__Exercises to complete__.
A – In the roundtable summary, who does Professor Li Qiang say created the term Neoliberalism, and in what decade?
B – Summarize the roundtable summary in three sentences.

__Quoted text__.
How "Liberal" can "Neoliberalism" be in Contemporary China?

A Roundtable Discussion with Professors Li Qiang, Wang Shaoguang and Zhang Weiying.

12 January 2009, 3-5 pm at St. Hughs College, University of Oxford.

 

Summary

The convener of the discussion, Dr. Patricia Thornton, of Merton College, invited the three speakers to consider the question of what Liberalism and Neoliberalism mean in the Chinese context.

Professor Li Qiang began the discussion. According to Li Qiang, Neoliberalism is a term created by the left in the 1990s to discredit economic liberal policies and market reforms in China. Many Chinese scholars are hesitant to consider themselves Neoliberals. Liberalism is a far broader concept than Neoliberalism. Since 1978 until the 1990s consensus existed among Chinese intellectuals regarding a new enlightenment of Liberalism. This consensus began to breakdown in the 1990s following three main challenges to Liberalism: the New Left, which criticised liberal economic policies and certain philosophical tenants of Liberalism; Conservative elements in China; and a strong revival of Confucianism in China at grassroots, popular culture, and academic levels. In essence, for Professor Li, Neoliberalism has an economic agenda and was developed in opposition to China's reforms of the 1980s. Liberalism is a much broader term that refers to a dominant set of ideas and discourse concerning the direction of China and its reforms.

 

Professor Wang Shaoguang spoke next on Liberalism in the context of international discourse. For Professor Wang, the debate in China is small, representing a 'tempest in a teacup'. Terms like Neoliberalism and the New Left are difficult to define and apply. They are subject to revision in meaning and considered bad terms. Professor Wang provided an historical overview of Liberalism from the 19th Century, highlighting the second decade of the 20th Century as a golden period for Liberalism. However, in China, Woodrow Wilson's famous 14 points were met with academic disappointment. A division soon emerged in China between Communists, Rightists and Social Democrats. In the Republican era, all academic camps in China embraced at least some elements of Socialism, and rejected Capitalism. For 30 years, China experienced almost no Liberalism. This changed in the 1980s, and Liberalism fully re-emerged in China in the 1990s. Professor Wang identifies two main camps of Liberalism in China: an economic and political camp. The political Liberals are concerned with growing social and economic disparities in China. Overall, for Professor Wang, Liberalism in China cannot be clearly categorised thus it is better to speak about specific issues like land user rights.

 

The last discussant, Professor Zhang Weiying, spoke as an economist on Liberalism in China. For Professor Zhang, Liberalism in China is not an academic concept; it means anything the government is against. Labelling someone as a Liberal has become an important political instrument. Neoliberalism was imported by the New Left to highlight how economic reform had failed in China. Professor Zhang confesses to not knowing whether he considers himself a Neoliberal, but outlines three tenants of Neoliberalism: an emphasis on private property rights over state authority; a free market; and private entrepreneurship. Professor Zhang ends his discussion looking at efficiency and equality, issues of great concern for Neoliberals and the New Left. According to Professor Zhang, the market can do better than the government in improving efficiency and equality in China. If the government spends and intervenes less, then competition will increase, driving profit.

__Information shown__.
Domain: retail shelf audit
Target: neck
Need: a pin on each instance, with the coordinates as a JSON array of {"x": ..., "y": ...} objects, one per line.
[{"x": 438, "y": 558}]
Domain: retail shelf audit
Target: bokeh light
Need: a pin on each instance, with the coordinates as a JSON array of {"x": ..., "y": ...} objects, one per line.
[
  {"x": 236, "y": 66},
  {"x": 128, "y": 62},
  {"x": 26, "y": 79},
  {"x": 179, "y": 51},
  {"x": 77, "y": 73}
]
* * *
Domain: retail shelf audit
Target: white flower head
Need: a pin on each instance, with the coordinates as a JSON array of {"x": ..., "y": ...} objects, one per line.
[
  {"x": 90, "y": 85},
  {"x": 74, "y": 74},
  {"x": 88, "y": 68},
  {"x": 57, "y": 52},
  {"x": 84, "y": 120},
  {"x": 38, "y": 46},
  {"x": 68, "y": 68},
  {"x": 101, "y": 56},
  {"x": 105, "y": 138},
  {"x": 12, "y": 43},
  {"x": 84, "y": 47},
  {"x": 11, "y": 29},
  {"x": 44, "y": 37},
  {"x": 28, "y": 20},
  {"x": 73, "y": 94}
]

__Outputs for the tasks__.
A – The left created it in the 1990s.

B – At a January 2009 roundtable at Oxford convened by Dr. Patricia Thornton, three professors considered what Liberalism and Neoliberalism mean in the Chinese context. Li Qiang described Neoliberalism as a term the left created in the 1990s to discredit market reforms and distinguished it from the much broader Liberalism. Wang Shaoguang called the debate a "tempest in a teacup" and preferred to discuss specific issues such as land user rights, while Zhang Weiying said that Liberalism in China means anything the government is against and argued that the market can improve efficiency and equality better than the government.